**Opdrachten**
(a) Herschrijf de alinea die begint met "In deze zaak heeft de Hoge Raad" in de tekst over de navorderingsaanslagen als een beknopte opsomming. Behoud daarbij de belangrijkste feiten.
(b) Zet de tekst over de navorderingsaanslagen voort vanaf het punt waar die ophoudt.

**Te lezen fragment**
== == ==
ECLI:NL:HR:2011:BU6515
Hoge Raad
- Cassatie
- J.W. van den Berge
- J.W.M. Tijnagel
- A.H.T. Heisterkamp
- Rechtspraak.nl
Cassatie over navorderingsaanslagen in de vermogensbelasting en boetebeschikkingen
In deze zaak heeft de Hoge Raad op 2 december 2011 uitspraak gedaan in een cassatieprocedure betreffende navorderingsaanslagen in de vermogensbelasting voor de jaren 1992 tot en met 2000. De belanghebbende, aangeduid als X te Z, had bezwaar gemaakt tegen de navorderingsaanslagen die waren opgelegd door de Inspecteur, met een verhoging van honderd procent van de nagevorderde belasting en heffingsrente. De Inspecteur had de navorderingsaanslagen en de daarbij genomen beschikkingen na bezwaar gehandhaafd. Het Gerechtshof te Amsterdam had de beroepen van de belanghebbende gegrond verklaard, de uitspraken van de Inspecteur vernietigd en de navorderingsaanslagen, boeten en heffingsrente verminderd, waarbij gedeeltelijke kwijtschelding van de verhogingen was verleend.
== == ==
**Aangeleverd materiaal**
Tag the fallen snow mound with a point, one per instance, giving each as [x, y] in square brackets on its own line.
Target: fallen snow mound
== == ==
**Verwachte antwoorden**
(a)
- Op 2 december 2011 deed de Hoge Raad uitspraak in een cassatieprocedure over navorderingsaanslagen in de vermogensbelasting voor de jaren 1992 tot en met 2000.
- De belanghebbende, X te Z, maakte bezwaar tegen de navorderingsaanslagen van de Inspecteur, die waren opgelegd met een verhoging van honderd procent van de nagevorderde belasting en heffingsrente.
- De Inspecteur handhaafde de navorderingsaanslagen en de daarbij genomen beschikkingen na bezwaar.
- Het Gerechtshof te Amsterdam verklaarde de beroepen gegrond en vernietigde de uitspraken van de Inspecteur. Het verminderde de navorderingsaanslagen, boeten en heffingsrente en verleende gedeeltelijke kwijtschelding van de verhogingen.

(b)
Tegen deze uitspraak heeft de belanghebbende beroep in cassatie ingesteld. De Staatssecretaris van Financiën heeft ook beroep in cassatie ingesteld, maar dit beroep later ingetrokken. De Hoge Raad heeft in zijn arrest geoordeeld dat het Hof de beoordeling van de boeten niet correct heeft uitgevoerd, met name in het licht van eerdere uitspraken van de Hoge Raad. De Hoge Raad heeft het beroep in cassatie van de belanghebbende gegrond verklaard en de uitspraak van het Hof vernietigd, uitsluitend wat betreft de verhogingen voor de jaren 1992 tot en met 1998 en de opgelegde boeten voor de jaren 1999 en 2000. De zaak is terugverwezen naar het Gerechtshof te 's-Gravenhage voor verdere behandeling.
Daarnaast heeft de Hoge Raad bepaald dat de Staat het griffierecht van € 112 aan de belanghebbende moet vergoeden en dat de Staatssecretaris van Financiën in de proceskosten van de belanghebbende wordt veroordeeld. Het verzoek van de belanghebbende om vergoeding van kosten in verband met het ingetrokken beroep van de Staatssecretaris is afgewezen. Dit arrest is openbaar uitgesproken en is van belang voor de rechtsontwikkeling met betrekking tot de beoordeling van boeten in belastingzaken.